**Seçilen alıntı**
Size ait olanı, söke söke almayın diye;

Çalınanların hesabını, sormayın diye;

size, yoksul ülke masalları anlatıyorlar.

Kendileri;

sülale boyu, israfın doruklarında, mutlu mesut yaşarken;

sizlere, kırıntıları bile, çok görüyorlar.

Hâlbuki, Türk Devleti için, her bir Türk genci;

alevlenmeyi bekleyen bir kıvılcımdır.

Bunu asla unutmayın.

Sizi değersiz hissettirenlere de,

Size vasatı layık görenlere de,

asla boyun eğmeyin.

Cumhuriyetimizin kurucu vizyonu;

Cumhuriyetimizin kurucu ahlakı;

Cumhuriyetimizin kurucu değerleri;

elbette İYİ Parti’yle birlikte, iktidara gelecek.

Bundan asla şüpheniz olmasın.

Ve o kutlu gün geldiğinde;

Ne büyük bir ülke olduğumuzu,

milletimizin her bir ferdi hissedecek!

O gün geldiğinde;

Türk milletine reva görülen bu eğri düzen,

ebediyen sona erecek!

İYİ Parti iktidarında;

Hakimiyet yeniden, milletin olacak!

Öğrencilerimiz;

Koğuşlarda değil, batılı yaşıtları gibi, konforlu yurtlarda kalacak.

Her bir evladımız, ne kadar önemli olduğunu, iliklerine kadar hissedecek.

Sadece yurtların kalitesini değil;

Eğitimin kalitesini de, yükseklere çıkaracağımız, tüm adımları atacağız.

Dört duvardan ibaret üniversiteleri;

yakın tarihimizin, en başarılı hocaları ile dolduracağız.

Cumhuriyetimizin yeni yüzyılında;

Yetişmiş, bilgili, ne kadar evladımız varsa, hepsini göreve çağıracağız.

Onları, Cumhuriyetin emanetine, sahip çıkmaya çağıracağız.

Göreceksiniz, onlar da, bu çağrıya kulak verecek;

ve birer alev olarak, ülkelerine hizmet edecekler.

Çünkü ben;

Her Türk gencinin ruhunda,

Varlığını Türk varlığına adayacak, bir Mustafa Kemal’in yattığına,

yürekten inanıyorum.

**Görev 1**
Satırların ilk satırıyla başlayıp "440L236 368L240 293L124" ifadesini içeren satırla biten kısmında "antelope tail" ifadesini "zebra tail" olarak yeniden adlandırın ve bu satırları, başka hiçbir şeyi değiştirmeden tekrar yazın.

[Segmentasyon etiketleme kayıtları]
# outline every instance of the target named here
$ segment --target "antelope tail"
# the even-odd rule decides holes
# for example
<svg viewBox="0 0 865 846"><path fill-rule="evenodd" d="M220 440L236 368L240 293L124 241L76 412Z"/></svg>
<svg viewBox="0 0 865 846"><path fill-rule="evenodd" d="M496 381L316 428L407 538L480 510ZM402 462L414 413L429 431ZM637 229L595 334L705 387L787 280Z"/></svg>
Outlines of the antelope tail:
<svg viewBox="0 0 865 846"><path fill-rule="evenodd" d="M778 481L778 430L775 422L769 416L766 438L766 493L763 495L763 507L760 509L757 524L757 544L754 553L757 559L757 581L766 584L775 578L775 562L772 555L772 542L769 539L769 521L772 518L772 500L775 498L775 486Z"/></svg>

**Görev 2**
Alıntıya göre İYİ Parti'yle birlikte iktidara gelecek olan, Cumhuriyet'e ait kurucu unsurların hepsini sıralayın.

**Tam cevap 1**
# outline every instance of the target named here
$ segment --target "zebra tail"
# the even-odd rule decides holes
# for example
<svg viewBox="0 0 865 846"><path fill-rule="evenodd" d="M220 440L236 368L240 293L124 241L76 412Z"/></svg>

**Tam cevap 2**
- Cumhuriyetimizin kurucu vizyonu
- Cumhuriyetimizin kurucu ahlakı
- Cumhuriyetimizin kurucu değerleri